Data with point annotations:
Begin

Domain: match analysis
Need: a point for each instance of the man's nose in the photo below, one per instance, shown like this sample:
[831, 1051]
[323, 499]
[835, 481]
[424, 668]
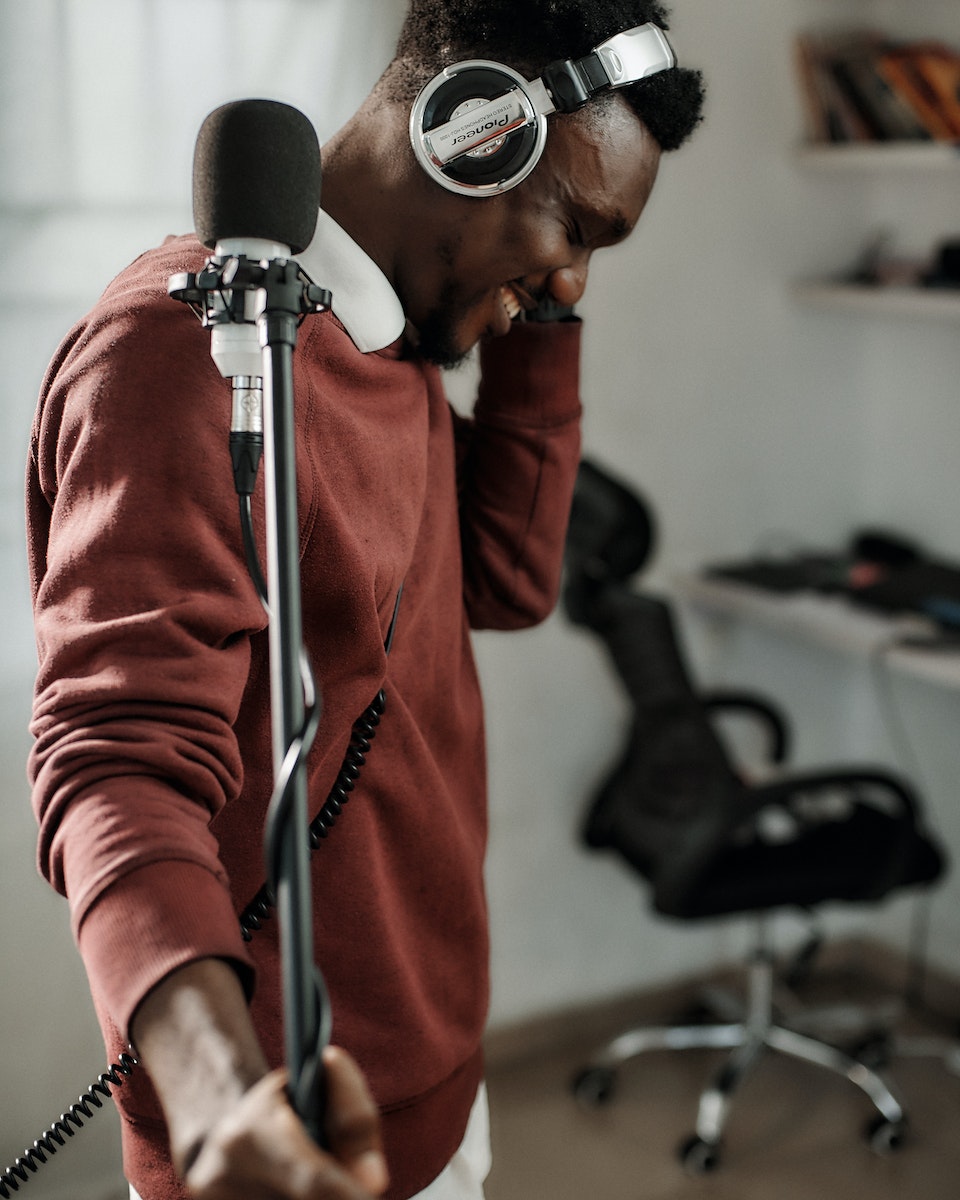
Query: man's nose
[567, 285]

End

**AIM**
Print all of the data above word for word, but leave out the pictures.

**ANSWER TO THIS EXERCISE**
Domain: match analysis
Need: a point for each instance of the man's nose in the photo below, one per instance, shown like this sample:
[831, 1051]
[323, 499]
[835, 481]
[424, 668]
Query: man's nose
[567, 285]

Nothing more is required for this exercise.